• [STATED GOAL] The listing below should be written out exactly; please include all of it.
● ● ● ●
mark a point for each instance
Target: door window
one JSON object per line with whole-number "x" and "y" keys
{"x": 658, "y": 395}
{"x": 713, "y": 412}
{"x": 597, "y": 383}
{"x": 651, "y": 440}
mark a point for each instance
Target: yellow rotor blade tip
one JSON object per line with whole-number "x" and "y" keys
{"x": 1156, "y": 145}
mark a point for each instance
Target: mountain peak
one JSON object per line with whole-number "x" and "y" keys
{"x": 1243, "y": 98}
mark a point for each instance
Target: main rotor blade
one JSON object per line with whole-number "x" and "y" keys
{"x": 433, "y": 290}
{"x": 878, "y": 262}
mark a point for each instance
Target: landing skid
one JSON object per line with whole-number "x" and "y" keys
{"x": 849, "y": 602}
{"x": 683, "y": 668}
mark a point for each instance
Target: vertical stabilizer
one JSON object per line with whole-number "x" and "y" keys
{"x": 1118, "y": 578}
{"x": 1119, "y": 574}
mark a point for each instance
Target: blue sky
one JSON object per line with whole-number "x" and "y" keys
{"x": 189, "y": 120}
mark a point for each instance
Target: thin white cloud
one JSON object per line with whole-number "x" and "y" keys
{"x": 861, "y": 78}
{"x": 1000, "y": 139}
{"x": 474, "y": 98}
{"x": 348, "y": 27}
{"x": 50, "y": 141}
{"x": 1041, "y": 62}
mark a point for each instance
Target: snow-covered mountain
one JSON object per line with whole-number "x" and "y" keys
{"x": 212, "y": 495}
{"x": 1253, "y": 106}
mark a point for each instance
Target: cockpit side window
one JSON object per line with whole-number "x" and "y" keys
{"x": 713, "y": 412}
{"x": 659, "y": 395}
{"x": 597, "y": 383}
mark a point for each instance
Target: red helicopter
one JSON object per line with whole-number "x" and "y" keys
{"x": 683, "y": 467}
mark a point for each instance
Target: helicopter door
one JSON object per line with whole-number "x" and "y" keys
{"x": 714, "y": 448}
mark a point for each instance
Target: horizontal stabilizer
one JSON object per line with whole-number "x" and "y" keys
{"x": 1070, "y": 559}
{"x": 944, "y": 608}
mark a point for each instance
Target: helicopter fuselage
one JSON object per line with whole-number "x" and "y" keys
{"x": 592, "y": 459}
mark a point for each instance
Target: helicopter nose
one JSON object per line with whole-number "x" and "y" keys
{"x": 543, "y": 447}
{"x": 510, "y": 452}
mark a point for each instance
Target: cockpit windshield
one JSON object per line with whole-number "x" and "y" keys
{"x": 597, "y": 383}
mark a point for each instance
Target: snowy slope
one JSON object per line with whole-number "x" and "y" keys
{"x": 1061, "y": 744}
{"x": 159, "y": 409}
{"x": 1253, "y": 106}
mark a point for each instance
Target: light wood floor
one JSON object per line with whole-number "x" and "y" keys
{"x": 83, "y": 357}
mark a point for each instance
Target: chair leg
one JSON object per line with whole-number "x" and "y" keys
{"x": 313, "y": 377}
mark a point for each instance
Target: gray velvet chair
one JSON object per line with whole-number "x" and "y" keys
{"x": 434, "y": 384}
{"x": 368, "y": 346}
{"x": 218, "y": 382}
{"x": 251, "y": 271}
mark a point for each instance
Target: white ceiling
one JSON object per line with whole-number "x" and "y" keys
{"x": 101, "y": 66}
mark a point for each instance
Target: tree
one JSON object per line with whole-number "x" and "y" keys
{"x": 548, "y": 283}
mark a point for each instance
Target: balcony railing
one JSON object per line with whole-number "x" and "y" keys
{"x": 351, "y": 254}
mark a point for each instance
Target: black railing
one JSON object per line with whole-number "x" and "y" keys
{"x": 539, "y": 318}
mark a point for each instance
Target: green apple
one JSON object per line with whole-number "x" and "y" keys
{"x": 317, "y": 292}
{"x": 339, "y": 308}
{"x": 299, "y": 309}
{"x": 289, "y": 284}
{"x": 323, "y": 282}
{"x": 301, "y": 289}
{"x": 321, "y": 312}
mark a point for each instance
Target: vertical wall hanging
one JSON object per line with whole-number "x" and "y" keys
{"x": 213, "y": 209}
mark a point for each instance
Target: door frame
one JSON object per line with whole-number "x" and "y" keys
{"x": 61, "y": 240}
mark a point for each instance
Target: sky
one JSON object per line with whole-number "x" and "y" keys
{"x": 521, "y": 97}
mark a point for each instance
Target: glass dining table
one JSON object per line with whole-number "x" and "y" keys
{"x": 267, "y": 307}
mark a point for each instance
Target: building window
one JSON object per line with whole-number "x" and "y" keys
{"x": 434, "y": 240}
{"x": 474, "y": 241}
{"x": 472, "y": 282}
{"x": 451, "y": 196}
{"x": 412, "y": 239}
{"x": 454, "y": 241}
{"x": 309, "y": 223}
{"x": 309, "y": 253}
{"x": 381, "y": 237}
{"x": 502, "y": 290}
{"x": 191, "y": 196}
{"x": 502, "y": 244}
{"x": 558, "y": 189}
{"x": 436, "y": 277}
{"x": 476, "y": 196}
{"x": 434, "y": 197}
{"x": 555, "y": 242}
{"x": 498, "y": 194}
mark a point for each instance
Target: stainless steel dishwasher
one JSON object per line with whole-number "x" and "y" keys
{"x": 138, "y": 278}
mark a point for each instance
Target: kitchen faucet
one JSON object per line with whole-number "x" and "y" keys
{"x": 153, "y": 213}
● ● ● ●
• [WORKED ANSWER]
mark a point for each instance
Target: door window
one JSON object per line with whole-number "x" and "y" keys
{"x": 658, "y": 395}
{"x": 713, "y": 412}
{"x": 597, "y": 383}
{"x": 651, "y": 440}
mark a point for each instance
Target: yellow rotor blade tip
one JSON object per line with whole-number "x" and "y" keys
{"x": 1156, "y": 145}
mark a point for each instance
Target: mountain peak
one JSON object per line with whole-number "x" and "y" keys
{"x": 1243, "y": 98}
mark a point for each instance
Target: main rotor blade
one JSON object per line with whole-number "x" and "y" keys
{"x": 433, "y": 290}
{"x": 878, "y": 262}
mark a point for each instance
Target: landing skid
one JSON object per line with whole-number "x" and "y" keys
{"x": 849, "y": 602}
{"x": 683, "y": 668}
mark a point for each instance
Target: vertical stabilizer
one JSON object per line with whole-number "x" and "y" keys
{"x": 1118, "y": 578}
{"x": 1119, "y": 574}
mark a point for each instance
Target: blue sky
one JSON object per line with whole-number "x" and "y" keys
{"x": 189, "y": 120}
mark a point for each instance
Target: thin white cloud
one JSON object per line with whole-number "x" and "y" keys
{"x": 861, "y": 78}
{"x": 1000, "y": 139}
{"x": 474, "y": 98}
{"x": 348, "y": 27}
{"x": 50, "y": 141}
{"x": 1041, "y": 62}
mark a point for each instance
Target: snow-covered mountain
one JSON object per line with whole-number "x" and "y" keys
{"x": 212, "y": 495}
{"x": 1253, "y": 106}
mark a point for each instance
Target: cockpit side window
one JSON object per line with whole-number "x" and "y" keys
{"x": 713, "y": 412}
{"x": 659, "y": 395}
{"x": 597, "y": 383}
mark a point for each instance
Target: red helicopter
one JSON object per line with whole-number "x" and "y" keys
{"x": 683, "y": 467}
mark a point for each instance
Target: helicopter door
one JSON object per line with whole-number "x" and "y" keys
{"x": 714, "y": 448}
mark a point for each instance
Target: horizontal stabilizer
one JSON object per line with whole-number "x" and "y" keys
{"x": 1070, "y": 559}
{"x": 944, "y": 608}
mark a point for each instance
Target: helicopter fuselage
one JSON object per line with whole-number "x" and "y" keys
{"x": 592, "y": 459}
mark a point for each instance
Target: helicopter nose
one JSON object per line with whole-number "x" and "y" keys
{"x": 543, "y": 447}
{"x": 510, "y": 452}
mark a point for each instance
Target: cockpit windshield
one JSON object per line with whole-number "x" and "y" keys
{"x": 597, "y": 383}
mark a point for each instance
Target: snowy slope
one JSON object per line with whole-number "x" and "y" keys
{"x": 1061, "y": 744}
{"x": 159, "y": 409}
{"x": 1253, "y": 106}
mark a point for each instance
Target: light wood floor
one JSON object per line with whole-number "x" and "y" keys
{"x": 83, "y": 357}
mark a point for each instance
Target: chair leg
one JSON object per line with whole-number "x" and "y" keys
{"x": 313, "y": 377}
mark a point for each instance
Target: gray velvet chair
one JSON object per line with whole-number "x" and "y" keys
{"x": 434, "y": 384}
{"x": 368, "y": 346}
{"x": 218, "y": 382}
{"x": 251, "y": 271}
mark a point for each instance
Target: white ceiling
one JSON object per line with whole-number "x" and "y" keys
{"x": 101, "y": 66}
mark a point for each instance
Target: tree
one JSON object per line with whole-number "x" and "y" keys
{"x": 548, "y": 283}
mark a point for each instance
Target: balcony railing
one JSON object per line with whole-number "x" and "y" keys
{"x": 351, "y": 254}
mark a point for each instance
Target: black railing
one JSON object per line with whole-number "x" and "y" keys
{"x": 539, "y": 318}
mark a point for each instance
Target: green apple
one JSON object per line with whole-number "x" and "y" keys
{"x": 317, "y": 292}
{"x": 339, "y": 308}
{"x": 299, "y": 309}
{"x": 289, "y": 284}
{"x": 323, "y": 282}
{"x": 301, "y": 289}
{"x": 321, "y": 312}
mark a point for each instance
Target: vertical wall hanging
one JSON object per line with whole-number "x" and "y" keys
{"x": 213, "y": 209}
mark a point for each instance
Target: door frame
one JSON object per line with whole-number "x" and "y" keys
{"x": 61, "y": 240}
mark a point for each instance
Target: sky
one JSON object per line with whole-number "x" and "y" keys
{"x": 521, "y": 97}
mark a point for each instance
Target: glass dining table
one JSON object per line with whole-number "x" and "y" keys
{"x": 267, "y": 307}
mark a point for each instance
Target: building window
one JSON object per line with whole-number "x" and "y" keys
{"x": 434, "y": 240}
{"x": 474, "y": 241}
{"x": 472, "y": 282}
{"x": 451, "y": 196}
{"x": 412, "y": 239}
{"x": 454, "y": 241}
{"x": 309, "y": 223}
{"x": 309, "y": 253}
{"x": 381, "y": 237}
{"x": 502, "y": 290}
{"x": 191, "y": 196}
{"x": 502, "y": 244}
{"x": 558, "y": 189}
{"x": 436, "y": 277}
{"x": 476, "y": 196}
{"x": 434, "y": 197}
{"x": 555, "y": 242}
{"x": 498, "y": 194}
mark a point for each instance
Target: stainless steel dishwasher
one JSON object per line with whole-number "x" and "y" keys
{"x": 138, "y": 278}
mark a point for each instance
Target: kitchen faucet
one JSON object per line with whole-number "x" and "y" keys
{"x": 153, "y": 213}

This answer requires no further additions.